▶ Texte de lecture
-------
C'est ce qui explique que les meilleures méthodes ne soient pas parvenues jusqu'à ce jour à remuer en profondeur la masse des écoles, et que persiste toujours le décalage ancestral entre les idées généreuses des uns et l'impuissance technique des autres.
Comment se pose le problème pédagogique à l'insti­tuteur qui, sans autre bagage que sa mince culture tradi­tionnelle et sa bonne volonté, se trouve aux prises avec les trente ou quarante élèves de sa classe?
J'ai été et je reste un de ces instituteurs, et c'est pourquoi me sont familières les données pour lesquelles j'ai si longtemps cherché une réponse valable.
-------
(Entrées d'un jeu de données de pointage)
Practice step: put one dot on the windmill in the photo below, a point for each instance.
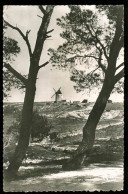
(58, 95)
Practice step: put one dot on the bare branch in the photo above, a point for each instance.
(98, 41)
(100, 64)
(42, 32)
(119, 76)
(90, 73)
(119, 66)
(50, 31)
(84, 56)
(43, 65)
(42, 9)
(16, 73)
(40, 16)
(23, 36)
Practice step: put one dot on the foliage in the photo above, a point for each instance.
(87, 44)
(40, 126)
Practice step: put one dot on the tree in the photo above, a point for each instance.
(92, 44)
(30, 85)
(10, 50)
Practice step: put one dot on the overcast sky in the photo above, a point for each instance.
(25, 17)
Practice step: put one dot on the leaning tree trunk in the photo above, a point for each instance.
(90, 127)
(27, 111)
(26, 121)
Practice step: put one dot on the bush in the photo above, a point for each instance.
(40, 126)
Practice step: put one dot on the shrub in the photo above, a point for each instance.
(40, 127)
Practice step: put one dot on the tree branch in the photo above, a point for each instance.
(43, 65)
(119, 66)
(42, 9)
(95, 37)
(25, 37)
(42, 32)
(100, 64)
(118, 76)
(90, 73)
(84, 56)
(16, 73)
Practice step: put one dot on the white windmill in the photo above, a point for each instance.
(58, 95)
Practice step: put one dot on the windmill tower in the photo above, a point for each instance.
(58, 95)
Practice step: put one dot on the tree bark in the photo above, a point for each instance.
(27, 111)
(26, 121)
(89, 129)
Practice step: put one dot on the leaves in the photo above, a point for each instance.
(86, 33)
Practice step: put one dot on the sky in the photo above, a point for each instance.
(25, 17)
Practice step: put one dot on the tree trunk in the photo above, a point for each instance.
(27, 111)
(90, 127)
(26, 121)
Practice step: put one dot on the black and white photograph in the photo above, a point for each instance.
(63, 98)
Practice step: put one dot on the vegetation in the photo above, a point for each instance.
(91, 44)
(29, 83)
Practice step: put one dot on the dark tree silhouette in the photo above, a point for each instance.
(29, 84)
(91, 42)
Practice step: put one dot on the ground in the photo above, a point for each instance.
(41, 170)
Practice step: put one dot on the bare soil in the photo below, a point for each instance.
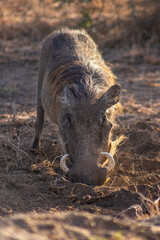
(34, 184)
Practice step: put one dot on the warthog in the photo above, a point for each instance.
(77, 90)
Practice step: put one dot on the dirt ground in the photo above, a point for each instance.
(35, 184)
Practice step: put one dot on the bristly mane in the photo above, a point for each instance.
(87, 81)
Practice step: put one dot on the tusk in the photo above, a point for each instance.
(63, 165)
(111, 162)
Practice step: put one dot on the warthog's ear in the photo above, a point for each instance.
(109, 98)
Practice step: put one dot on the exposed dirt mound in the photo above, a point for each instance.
(34, 183)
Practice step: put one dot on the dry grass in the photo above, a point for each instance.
(110, 22)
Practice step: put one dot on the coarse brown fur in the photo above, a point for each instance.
(75, 88)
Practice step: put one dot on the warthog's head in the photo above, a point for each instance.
(84, 135)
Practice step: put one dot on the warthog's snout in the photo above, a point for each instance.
(93, 176)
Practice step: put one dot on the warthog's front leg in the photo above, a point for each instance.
(39, 123)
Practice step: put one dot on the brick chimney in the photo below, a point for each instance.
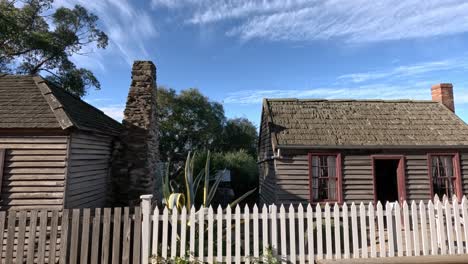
(138, 154)
(443, 93)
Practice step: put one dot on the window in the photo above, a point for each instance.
(2, 159)
(444, 174)
(325, 177)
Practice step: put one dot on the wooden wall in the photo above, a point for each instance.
(88, 182)
(464, 171)
(34, 171)
(292, 175)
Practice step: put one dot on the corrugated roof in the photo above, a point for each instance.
(318, 122)
(30, 102)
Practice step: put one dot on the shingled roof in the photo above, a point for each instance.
(30, 102)
(363, 123)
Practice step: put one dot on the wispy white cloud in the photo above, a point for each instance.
(128, 26)
(407, 70)
(305, 20)
(374, 91)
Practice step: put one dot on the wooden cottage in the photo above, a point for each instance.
(55, 149)
(362, 150)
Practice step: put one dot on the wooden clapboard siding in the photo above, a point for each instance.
(464, 171)
(292, 175)
(88, 170)
(34, 171)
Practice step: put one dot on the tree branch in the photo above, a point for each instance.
(39, 65)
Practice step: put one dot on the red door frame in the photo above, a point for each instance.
(401, 177)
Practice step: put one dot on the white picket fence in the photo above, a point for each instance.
-------
▶ Consignes
**a)** Reproduisez le passage du texte de lecture situé entre « J'ai été et » et « une réponse valable. », ces deux extraits compris.
**b)** Relevez tous les groupes nominaux introduits par le déterminant possessif « sa » dans le texte de lecture.
Ces entrées proviennent d'une autre source.

▶ Réponses
**a)**
J'ai été et je reste un de ces instituteurs, et c'est pourquoi me sont familières les données pour lesquelles j'ai si longtemps cherché une réponse valable.

**b)** sa mince culture traditionnelle ; sa bonne volonté ; sa classe